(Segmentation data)
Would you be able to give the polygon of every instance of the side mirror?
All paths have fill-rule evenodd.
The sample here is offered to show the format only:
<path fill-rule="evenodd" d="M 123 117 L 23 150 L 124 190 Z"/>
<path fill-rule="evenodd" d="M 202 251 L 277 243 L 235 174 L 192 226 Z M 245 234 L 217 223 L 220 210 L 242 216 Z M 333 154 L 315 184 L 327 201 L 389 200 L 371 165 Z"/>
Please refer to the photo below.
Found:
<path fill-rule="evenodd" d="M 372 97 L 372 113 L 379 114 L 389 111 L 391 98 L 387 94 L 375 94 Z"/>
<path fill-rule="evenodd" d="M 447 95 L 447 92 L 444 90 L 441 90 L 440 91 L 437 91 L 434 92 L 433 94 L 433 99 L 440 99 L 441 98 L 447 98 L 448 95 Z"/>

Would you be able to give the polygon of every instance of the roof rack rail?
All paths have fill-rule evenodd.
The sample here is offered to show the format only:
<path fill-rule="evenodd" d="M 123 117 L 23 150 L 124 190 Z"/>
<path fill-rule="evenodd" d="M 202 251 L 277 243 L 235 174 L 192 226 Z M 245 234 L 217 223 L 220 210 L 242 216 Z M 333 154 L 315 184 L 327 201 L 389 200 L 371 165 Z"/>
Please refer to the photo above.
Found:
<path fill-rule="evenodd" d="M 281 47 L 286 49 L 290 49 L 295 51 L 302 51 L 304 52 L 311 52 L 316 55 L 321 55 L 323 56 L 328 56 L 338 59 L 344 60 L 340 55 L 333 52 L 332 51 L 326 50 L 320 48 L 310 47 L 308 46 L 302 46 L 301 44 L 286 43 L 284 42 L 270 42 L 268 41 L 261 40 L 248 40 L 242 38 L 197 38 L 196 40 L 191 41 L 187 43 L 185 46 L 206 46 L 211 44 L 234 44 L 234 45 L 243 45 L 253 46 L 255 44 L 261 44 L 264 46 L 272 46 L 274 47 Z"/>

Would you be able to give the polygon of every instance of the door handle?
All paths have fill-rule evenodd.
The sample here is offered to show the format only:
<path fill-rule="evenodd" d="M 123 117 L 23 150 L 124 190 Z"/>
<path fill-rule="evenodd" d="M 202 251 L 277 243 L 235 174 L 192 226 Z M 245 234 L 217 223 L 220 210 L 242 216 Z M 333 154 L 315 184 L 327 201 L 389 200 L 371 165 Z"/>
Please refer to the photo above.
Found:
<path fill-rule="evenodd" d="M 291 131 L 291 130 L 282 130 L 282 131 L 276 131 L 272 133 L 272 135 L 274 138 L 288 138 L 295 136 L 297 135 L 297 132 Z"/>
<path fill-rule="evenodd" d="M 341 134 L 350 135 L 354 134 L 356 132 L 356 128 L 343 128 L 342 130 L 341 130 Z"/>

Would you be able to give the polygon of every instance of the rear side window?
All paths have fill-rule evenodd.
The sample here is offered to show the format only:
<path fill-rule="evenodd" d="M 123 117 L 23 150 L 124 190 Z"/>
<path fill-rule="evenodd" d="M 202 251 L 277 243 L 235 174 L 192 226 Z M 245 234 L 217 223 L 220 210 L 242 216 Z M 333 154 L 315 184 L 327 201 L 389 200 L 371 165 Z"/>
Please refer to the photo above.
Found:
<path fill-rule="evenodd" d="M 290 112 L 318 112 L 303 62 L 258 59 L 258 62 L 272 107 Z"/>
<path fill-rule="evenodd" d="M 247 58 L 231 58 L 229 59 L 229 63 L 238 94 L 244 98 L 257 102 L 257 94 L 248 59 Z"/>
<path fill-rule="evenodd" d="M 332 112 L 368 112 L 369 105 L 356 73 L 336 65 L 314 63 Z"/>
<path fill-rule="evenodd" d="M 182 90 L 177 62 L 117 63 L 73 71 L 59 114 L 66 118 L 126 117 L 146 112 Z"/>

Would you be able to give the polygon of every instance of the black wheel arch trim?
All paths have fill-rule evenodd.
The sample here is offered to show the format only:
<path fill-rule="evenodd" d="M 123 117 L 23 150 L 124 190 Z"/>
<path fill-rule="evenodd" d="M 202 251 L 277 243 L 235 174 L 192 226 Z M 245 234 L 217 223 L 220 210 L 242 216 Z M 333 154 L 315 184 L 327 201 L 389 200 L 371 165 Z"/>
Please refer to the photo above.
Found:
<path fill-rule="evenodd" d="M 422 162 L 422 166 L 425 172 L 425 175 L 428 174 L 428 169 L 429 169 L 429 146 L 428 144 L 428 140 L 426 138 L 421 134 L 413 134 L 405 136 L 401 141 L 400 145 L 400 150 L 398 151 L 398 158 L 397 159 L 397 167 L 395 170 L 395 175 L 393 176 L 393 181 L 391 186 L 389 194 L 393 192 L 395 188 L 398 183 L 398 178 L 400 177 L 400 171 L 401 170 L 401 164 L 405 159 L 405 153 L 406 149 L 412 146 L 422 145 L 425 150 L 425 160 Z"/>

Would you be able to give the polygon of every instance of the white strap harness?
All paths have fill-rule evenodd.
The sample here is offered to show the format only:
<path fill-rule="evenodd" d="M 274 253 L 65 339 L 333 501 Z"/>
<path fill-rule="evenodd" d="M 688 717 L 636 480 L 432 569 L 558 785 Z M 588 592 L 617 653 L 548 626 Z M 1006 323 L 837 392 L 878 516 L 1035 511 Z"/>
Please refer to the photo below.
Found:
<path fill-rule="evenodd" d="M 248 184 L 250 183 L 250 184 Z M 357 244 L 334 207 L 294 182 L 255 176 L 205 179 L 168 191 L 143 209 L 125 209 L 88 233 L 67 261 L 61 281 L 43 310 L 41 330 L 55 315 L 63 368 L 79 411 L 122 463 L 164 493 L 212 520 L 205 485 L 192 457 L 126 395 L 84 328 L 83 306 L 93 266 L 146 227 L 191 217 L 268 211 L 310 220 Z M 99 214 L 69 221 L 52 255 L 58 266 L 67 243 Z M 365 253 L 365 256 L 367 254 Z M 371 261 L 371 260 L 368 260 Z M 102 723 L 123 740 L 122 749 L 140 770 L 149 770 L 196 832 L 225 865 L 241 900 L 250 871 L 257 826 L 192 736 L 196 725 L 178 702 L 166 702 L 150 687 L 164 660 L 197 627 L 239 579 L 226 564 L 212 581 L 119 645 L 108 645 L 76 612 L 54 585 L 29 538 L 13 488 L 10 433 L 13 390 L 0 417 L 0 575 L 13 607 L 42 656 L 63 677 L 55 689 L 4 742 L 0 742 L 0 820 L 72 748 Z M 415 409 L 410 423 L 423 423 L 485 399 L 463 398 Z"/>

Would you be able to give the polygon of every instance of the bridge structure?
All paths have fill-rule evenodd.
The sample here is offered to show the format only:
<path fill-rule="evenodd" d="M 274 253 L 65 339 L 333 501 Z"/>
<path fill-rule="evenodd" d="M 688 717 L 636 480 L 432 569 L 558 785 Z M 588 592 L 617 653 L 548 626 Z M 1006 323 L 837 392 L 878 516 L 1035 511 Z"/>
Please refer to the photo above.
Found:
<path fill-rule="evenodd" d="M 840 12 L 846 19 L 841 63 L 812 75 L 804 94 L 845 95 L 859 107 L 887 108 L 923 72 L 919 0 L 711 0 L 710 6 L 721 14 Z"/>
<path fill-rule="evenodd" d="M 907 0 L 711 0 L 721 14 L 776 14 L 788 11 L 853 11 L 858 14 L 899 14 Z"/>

## What to produce
Rewrite all of the records above, changing each occurrence of "every instance" to "each instance" and leaving everything else unchanged.

## Exercise output
Would you be able to give the polygon of each instance of the side mirror?
All paths have fill-rule evenodd.
The sample here is offered to show the format only:
<path fill-rule="evenodd" d="M 123 117 L 23 150 L 124 190 Z"/>
<path fill-rule="evenodd" d="M 202 251 L 277 243 L 235 174 L 192 226 Z M 245 234 L 217 223 L 220 210 L 242 216 Z M 333 154 L 315 184 L 327 201 L 389 200 L 371 165 Z"/>
Please refer to the photo below.
Found:
<path fill-rule="evenodd" d="M 372 97 L 372 113 L 379 114 L 389 111 L 391 98 L 387 94 L 375 94 Z"/>
<path fill-rule="evenodd" d="M 447 95 L 447 92 L 444 90 L 441 90 L 440 91 L 437 91 L 434 92 L 433 94 L 433 99 L 440 99 L 441 98 L 447 98 L 448 95 Z"/>

Would you be able to give the polygon of each instance of the roof rack rail?
All paths have fill-rule evenodd.
The sample here is offered to show the format only:
<path fill-rule="evenodd" d="M 123 117 L 23 150 L 124 190 Z"/>
<path fill-rule="evenodd" d="M 202 251 L 277 243 L 235 174 L 192 226 Z M 245 234 L 217 223 L 220 210 L 242 216 Z M 333 154 L 315 184 L 327 201 L 389 200 L 371 165 Z"/>
Please refer to the photo above.
Found:
<path fill-rule="evenodd" d="M 281 47 L 286 49 L 290 49 L 295 51 L 302 51 L 304 52 L 311 52 L 316 55 L 321 55 L 323 56 L 328 56 L 338 59 L 344 60 L 340 55 L 333 52 L 332 51 L 326 50 L 320 48 L 310 47 L 308 46 L 302 46 L 301 44 L 286 43 L 284 42 L 270 42 L 268 41 L 261 40 L 248 40 L 242 38 L 197 38 L 196 40 L 191 41 L 187 43 L 185 46 L 206 46 L 211 44 L 234 44 L 234 45 L 243 45 L 253 46 L 255 44 L 261 44 L 264 46 L 272 46 L 274 47 Z"/>

Would you be able to give the polygon of each instance of the door handle?
All paths have fill-rule evenodd.
The sample here is offered to show the format only:
<path fill-rule="evenodd" d="M 123 117 L 23 150 L 124 190 Z"/>
<path fill-rule="evenodd" d="M 202 251 L 277 243 L 235 174 L 192 226 Z M 245 234 L 217 223 L 220 210 L 242 216 Z M 333 154 L 315 184 L 327 201 L 389 200 L 371 165 Z"/>
Please refer to the photo above.
Found:
<path fill-rule="evenodd" d="M 291 131 L 291 130 L 282 130 L 282 131 L 276 131 L 272 133 L 272 135 L 274 138 L 288 138 L 295 136 L 297 135 L 297 132 Z"/>
<path fill-rule="evenodd" d="M 341 134 L 350 135 L 354 134 L 356 132 L 356 128 L 343 128 L 342 130 L 341 130 Z"/>

Would you be able to give the polygon of each instance of the rear side window?
All paths have fill-rule evenodd.
The sample here is offered to show the format only:
<path fill-rule="evenodd" d="M 123 117 L 23 150 L 124 190 Z"/>
<path fill-rule="evenodd" d="M 202 251 L 277 243 L 235 174 L 192 226 Z M 245 234 L 217 223 L 220 210 L 242 216 Z M 333 154 L 315 184 L 327 201 L 389 200 L 371 165 Z"/>
Please refer to the photo above.
Found:
<path fill-rule="evenodd" d="M 290 112 L 318 112 L 303 62 L 258 59 L 258 62 L 272 107 Z"/>
<path fill-rule="evenodd" d="M 247 58 L 231 58 L 229 59 L 229 63 L 238 94 L 244 98 L 257 102 L 257 94 L 248 59 Z"/>
<path fill-rule="evenodd" d="M 332 112 L 368 112 L 369 105 L 356 73 L 336 65 L 314 63 Z"/>
<path fill-rule="evenodd" d="M 182 90 L 177 62 L 117 63 L 73 71 L 59 114 L 66 118 L 126 117 L 146 112 Z"/>

Would you be able to give the polygon of each instance of the black wheel arch trim?
All paths have fill-rule evenodd.
The sample here is offered to show the format only:
<path fill-rule="evenodd" d="M 123 117 L 23 150 L 124 190 Z"/>
<path fill-rule="evenodd" d="M 202 251 L 277 243 L 235 174 L 192 226 Z M 245 234 L 217 223 L 220 210 L 242 216 Z M 333 154 L 315 184 L 327 201 L 389 200 L 371 165 Z"/>
Please refer to the photo above.
Found:
<path fill-rule="evenodd" d="M 422 162 L 422 166 L 425 172 L 425 175 L 428 174 L 428 169 L 429 169 L 429 146 L 428 144 L 428 140 L 426 138 L 421 134 L 413 134 L 405 136 L 401 141 L 400 145 L 400 150 L 398 151 L 398 158 L 397 159 L 397 167 L 395 170 L 395 175 L 393 176 L 393 181 L 391 186 L 389 194 L 393 192 L 395 188 L 398 183 L 398 178 L 400 177 L 400 171 L 401 170 L 401 164 L 405 159 L 405 153 L 406 149 L 412 146 L 422 145 L 425 150 L 425 160 Z"/>

Would you be able to give the polygon of each instance of the white strap harness?
All paths have fill-rule evenodd.
The sample here is offered to show the format only:
<path fill-rule="evenodd" d="M 274 253 L 65 339 L 333 501 Z"/>
<path fill-rule="evenodd" d="M 688 717 L 636 480 L 432 569 L 558 785 Z M 588 592 L 617 653 L 548 626 Z M 1006 323 L 837 392 L 878 516 L 1035 511 Z"/>
Please refer to the photo below.
Found:
<path fill-rule="evenodd" d="M 248 184 L 250 183 L 250 184 Z M 357 244 L 334 207 L 294 182 L 255 176 L 205 179 L 168 191 L 143 209 L 125 209 L 88 233 L 67 261 L 61 281 L 43 310 L 41 330 L 55 315 L 63 368 L 79 411 L 122 463 L 164 493 L 212 520 L 205 485 L 192 457 L 126 395 L 84 328 L 83 306 L 93 266 L 146 227 L 191 217 L 268 211 L 310 220 Z M 99 214 L 69 221 L 52 255 L 58 266 L 67 243 Z M 365 253 L 365 256 L 367 254 Z M 371 261 L 371 260 L 368 260 Z M 102 723 L 123 740 L 122 749 L 140 770 L 149 770 L 196 832 L 225 865 L 241 900 L 250 871 L 257 826 L 192 736 L 196 725 L 178 702 L 166 702 L 150 687 L 164 660 L 197 627 L 239 579 L 226 564 L 212 581 L 119 645 L 108 645 L 76 612 L 54 585 L 29 538 L 13 488 L 10 433 L 13 390 L 0 417 L 0 575 L 13 607 L 42 656 L 63 677 L 55 689 L 4 742 L 0 742 L 0 820 L 72 748 Z M 415 409 L 410 423 L 423 423 L 485 399 L 463 398 Z"/>

Would you be able to give the polygon of each instance of the bridge structure?
All paths have fill-rule evenodd.
The sample here is offered to show the format only:
<path fill-rule="evenodd" d="M 274 253 L 65 339 L 333 501 Z"/>
<path fill-rule="evenodd" d="M 688 717 L 636 480 L 432 569 L 558 785 Z M 588 592 L 617 653 L 548 626 Z M 1006 323 L 837 392 L 878 516 L 1035 511 Z"/>
Please refer to the photo above.
Found:
<path fill-rule="evenodd" d="M 840 12 L 846 19 L 841 63 L 812 75 L 804 94 L 845 95 L 859 107 L 887 108 L 923 72 L 919 0 L 711 0 L 710 6 L 721 14 Z"/>
<path fill-rule="evenodd" d="M 907 0 L 711 0 L 721 14 L 776 14 L 788 11 L 853 11 L 858 14 L 899 14 Z"/>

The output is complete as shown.